### Task brief
Would you work out how many of the lines below hold "center" and reply with nothing but the number?

### Data supplied

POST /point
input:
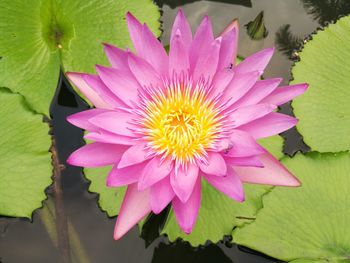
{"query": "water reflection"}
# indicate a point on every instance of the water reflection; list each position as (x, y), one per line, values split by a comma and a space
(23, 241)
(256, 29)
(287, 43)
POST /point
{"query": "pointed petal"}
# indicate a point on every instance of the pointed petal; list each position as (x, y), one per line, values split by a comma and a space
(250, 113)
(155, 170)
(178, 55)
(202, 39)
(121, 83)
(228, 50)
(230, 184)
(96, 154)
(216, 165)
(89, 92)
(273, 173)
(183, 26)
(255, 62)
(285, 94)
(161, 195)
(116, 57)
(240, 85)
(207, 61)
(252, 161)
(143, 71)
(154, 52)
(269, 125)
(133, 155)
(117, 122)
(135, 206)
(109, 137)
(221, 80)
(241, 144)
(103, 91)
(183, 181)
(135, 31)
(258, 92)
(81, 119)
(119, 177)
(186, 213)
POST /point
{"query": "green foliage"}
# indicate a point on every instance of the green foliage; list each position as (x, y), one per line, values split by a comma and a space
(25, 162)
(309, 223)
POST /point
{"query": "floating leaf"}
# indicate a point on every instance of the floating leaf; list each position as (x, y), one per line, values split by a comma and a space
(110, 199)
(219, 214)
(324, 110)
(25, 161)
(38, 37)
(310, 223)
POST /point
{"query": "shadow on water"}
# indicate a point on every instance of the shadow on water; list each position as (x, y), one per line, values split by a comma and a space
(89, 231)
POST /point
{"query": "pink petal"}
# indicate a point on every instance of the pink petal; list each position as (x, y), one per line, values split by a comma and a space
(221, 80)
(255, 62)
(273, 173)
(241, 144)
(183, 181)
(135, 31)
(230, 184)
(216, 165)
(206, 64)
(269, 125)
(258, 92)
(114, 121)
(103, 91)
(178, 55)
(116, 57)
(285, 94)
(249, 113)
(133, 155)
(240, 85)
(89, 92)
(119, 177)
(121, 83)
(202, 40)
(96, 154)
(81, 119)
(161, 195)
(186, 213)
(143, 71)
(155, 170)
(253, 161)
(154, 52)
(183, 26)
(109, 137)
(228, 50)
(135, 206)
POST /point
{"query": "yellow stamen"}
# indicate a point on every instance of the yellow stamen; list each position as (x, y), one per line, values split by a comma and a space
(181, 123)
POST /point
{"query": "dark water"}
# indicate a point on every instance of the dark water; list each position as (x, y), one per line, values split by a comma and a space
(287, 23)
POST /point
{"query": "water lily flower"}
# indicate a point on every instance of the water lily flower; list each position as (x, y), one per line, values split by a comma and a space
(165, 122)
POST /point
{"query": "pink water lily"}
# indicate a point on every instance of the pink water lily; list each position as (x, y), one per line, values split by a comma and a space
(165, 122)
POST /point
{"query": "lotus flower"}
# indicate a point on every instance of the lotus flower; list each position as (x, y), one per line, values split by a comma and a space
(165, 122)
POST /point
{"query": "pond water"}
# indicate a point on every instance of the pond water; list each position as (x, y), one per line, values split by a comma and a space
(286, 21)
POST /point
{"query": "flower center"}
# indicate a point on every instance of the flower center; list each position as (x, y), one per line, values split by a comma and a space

### Exercise result
2